> _Texte cité_
^^^^^^^^^^^^^^^^

À mon avis, le concept de l’obligation fiduciaire n’est pas du tout approprié lorsqu’il s’agit de définir le rôle du ministre quand, dans l’exercice des devoirs que lui impose la loi par rapport à la gestion des terres dans une réserve, il doit pondérer les intérêts divergents d’un membre de la bande d’une part, et de la bande d’autre part. Le ministre n’a pas d’intérêt à défendre dans une telle décision. La Couronne ne tirera aucun avantage de la décision du ministre. Quelle que soit cette décision, les terres resteront des terres sur la réserve. Il n’y a pas de relation conflictuelle entre la Couronne et la bande dans son ensemble ou un des membres de la bande. Il n’y a pas d’intérêt public légitime que le ministre doit défendre qui serait contraire à l’intérêt des peuples autochtones. La Couronne « n’exploite pas » les droits de la bande ou ceux de l’occupant.

^^^^^^^^^^^^^^^^

> _Extrait des données_
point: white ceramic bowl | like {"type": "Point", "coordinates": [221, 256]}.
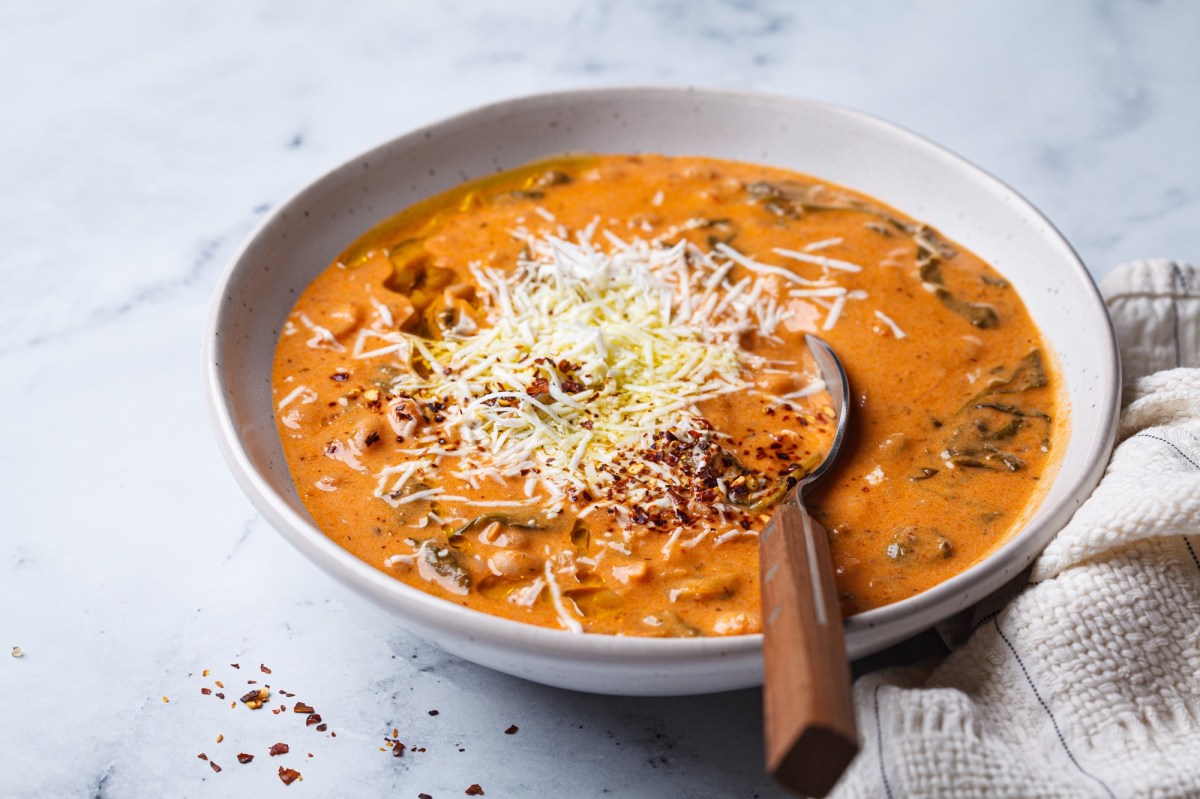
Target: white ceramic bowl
{"type": "Point", "coordinates": [307, 232]}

^^^^^^^^^^^^^^^^

> _Série de tâches_
a) D'après le texte cité, que resteront les terres, quelle que soit la décision du ministre ?
b) Veuillez renvoyer tel quel le passage du texte cité qui s'ouvre sur les mots contenant « À mon avis, le » et se clôt sur « ceux de l’occupant. ».

> _Réponses aux tâches_
a) Des terres sur la réserve.

b)
À mon avis, le concept de l’obligation fiduciaire n’est pas du tout approprié lorsqu’il s’agit de définir le rôle du ministre quand, dans l’exercice des devoirs que lui impose la loi par rapport à la gestion des terres dans une réserve, il doit pondérer les intérêts divergents d’un membre de la bande d’une part, et de la bande d’autre part. Le ministre n’a pas d’intérêt à défendre dans une telle décision. La Couronne ne tirera aucun avantage de la décision du ministre. Quelle que soit cette décision, les terres resteront des terres sur la réserve. Il n’y a pas de relation conflictuelle entre la Couronne et la bande dans son ensemble ou un des membres de la bande. Il n’y a pas d’intérêt public légitime que le ministre doit défendre qui serait contraire à l’intérêt des peuples autochtones. La Couronne « n’exploite pas » les droits de la bande ou ceux de l’occupant.